#### TASKS:
1) Decide whether each statement agrees with the passage on inclusive language, answering yes or no and quoting the text's deciding words exactly: (a) The term "women and people of color" is given as an example of wording that leaves women of color out of "women." (b) Businesses agree on which words are the most liberatory. (c) The term BIPOC is more popular in Canada than in the US.
2) Extend the passage on inclusive language, starting after its final sentence.

#### PASSAGE:

"""

Feminist businesses make a point of using inclusive language. They want both to be inclusive and also to make including language the norm and not the exception.  For example, a business may be very explicit about serving “women, marginalized men, and all people”, or “women and people who menstruate” or “feminists of all genders”. With these constructions, businesses deliberately try to avoid the trap of inclusive language that is actually exclusive, the way that the term “women and people of color” excludes women of color from the term “women”. They’ll use language like “cisgender” or “neurodivergent” or whatever language feels updated and maximally inclusive. The point with this language, again, is not only to be specific but also to show others how they might be both specific and inclusive.

To be sure, there is some disagreement about which words are the most liberatory.  Some businesses decide to use the terms that (they believe) best reflect what the people who these worlds refer to might choose for themselves (e.g., Apsaalooke and not “Crow”, queer and not homosexual).  Some businesses choose the terms that are the most accepted in their location, while acknowledging these terms can still be “problematic”. In the US, for example, it’s mostly fine to use the term BIPOC, while in Canada that’s less popular. Similarly, in the US folks often refer to Native People, while in Canada the term “Native” is out, and the more specific appellation “Indigenous, First Nation, and Metis People” is up to date ).

"""

#### DATASET EXCERPT:
"""

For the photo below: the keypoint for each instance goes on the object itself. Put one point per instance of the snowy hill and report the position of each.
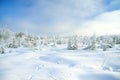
(60, 64)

"""

#### THE RESULTS:
1)
(a) Yes: "the way that the term “women and people of color” excludes women of color from the term “women”"
(b) No: "there is some disagreement about which words are the most liberatory"
(c) No: "In the US, for example, it’s mostly fine to use the term BIPOC, while in Canada that’s less popular."

2)
Feminist businesses will also add the pronouns that their members use, when they list out members names on their About Us or Our Team pages. At the very least, noting members’ pronouns shows that the business is attending to the ways that individual people want to be seen, which is a key element of feminist values like agency and equality.  Feminist businesses may use the pronoun “they” all the time, whether singular or plural, when they are referring to a woman, a man, or a gender-non-conforming/ gender-expressive person.

Similarly to how feminist businesses define the term feminist, we also see them being specific about who they include in the category “women” and even how they spell the word women (wimmyn, womxn). Historically, these non-traditional misspellings have been used to eliminate the word “men” from the category label for folks who aren’t men. These spelling have also historically been used to “queer” or problematize the word “women” to challenge the very notion of that some other authority beyond the people/ women/mxn/myn themselves gets to construct the category they are put into. (Category construction is a power move, so naming and defining your own categories can be liberating.)  In my Introduction to Feminisms keynote at the 2017 EFF, folks were very excited when I discussed the concept of women as a political category and offered my own definition of who I was referring to when I used the term “women”. It unlocks a lot of agency for us when we realize that we are free to establish and define our own terms and our own inclusive categorizations.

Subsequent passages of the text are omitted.